7) Pflichten in Bezug auf Werbung?
Die genannte Kennzeichnungspflicht gilt nicht für Werbeangaben. Für Werbung gelten aber die Vorschriften in der Verordnung zur »Lauterkeit der Informationspraxis« (Art. 7). Diese sind vergleichbar mit ähnlichen Vorschriften im HWG und UWG, wonach Informationen nicht irreführend sein dürfen.
8) Zeitliche Geltung/ Übergang
Grundsätzlich sind die erforderlichen Angaben ab dem 13.12.2014 verpflichtend. Angaben zur Nährwertdeklaration sind ab 13.12.2016 verbindlich. Artikel 54 Absatz 1 Satz 1 bestimmt jedoch, dass Produkte, die bereits vor Geltungsbeginn am 13.12.2014 in den Verkehr gebracht wurden, weiterhin vermarktet werden dürfen, bis die Bestände verkauft wurden.
Lebensmittel ohne Nährwertdeklaration dürfen sogar bis 13.12.2016 in den Verkehr gebracht werden und danach bis zum Aufbrauchen der Bestände vermarktet werden.22)
Daher darf also auch der Händler nach dem 13.12.2014 die bereits zu diesem Zeitpunkt in seinem Besitz befindlichen Lebensmittel noch abgeben, auch wenn diese nicht die erforderliche Kennzeichnung aufweisen. Problematisch ist jedoch, dass er nicht wissen kann, ob es sich bei der Lieferung weiterer Waren, die die verpflichtenden Angaben nicht enthalten, um solche Restbestände der Vorlieferanten handelt, die noch abgeben werden dürfen oder ob insoweit schon ein Kennzeichenverstoß vorliegt, der dann zu einem Abgabeverbot führen würde. In diesen Fällen bleibt den Apotheken daher nur anzuraten, sich die Tatsache eines Restbestandes vom Lieferanten oder Hersteller bestätigen zu lassen.

GESTELLTE AUFGABE 1: Wiederhole den Textauszug zur Lebensmittelkennzeichnung Wort für Wort, beginnend bei „Die genannte Kennzeichnungspflicht“ und endend bei „irreführend sein dürfen.“.

GESPEICHERTE DATEN:
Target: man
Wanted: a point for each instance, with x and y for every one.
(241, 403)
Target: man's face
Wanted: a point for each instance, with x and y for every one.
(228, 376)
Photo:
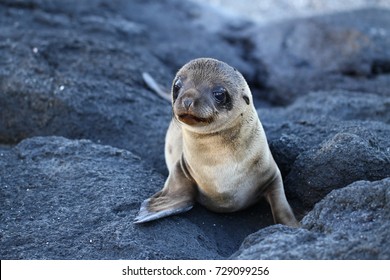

GESTELLTE AUFGABE 2: Schreib alle Zeilen aus den Datensätzen als nummerierte Liste und lass dabei Leerzeilen weg. Die Bilder kommen nicht in die Antwort.

VOLLSTÄNDIGE AUSGABE 1:
Die genannte Kennzeichnungspflicht gilt nicht für Werbeangaben. Für Werbung gelten aber die Vorschriften in der Verordnung zur »Lauterkeit der Informationspraxis« (Art. 7). Diese sind vergleichbar mit ähnlichen Vorschriften im HWG und UWG, wonach Informationen nicht irreführend sein dürfen.

VOLLSTÄNDIGE AUSGABE 2:
1. Target: man
2. Wanted: a point for each instance, with x and y for every one.
3. (241, 403)
4. Target: man's face
5. Wanted: a point for each instance, with x and y for every one.
6. (228, 376)
7. Photo:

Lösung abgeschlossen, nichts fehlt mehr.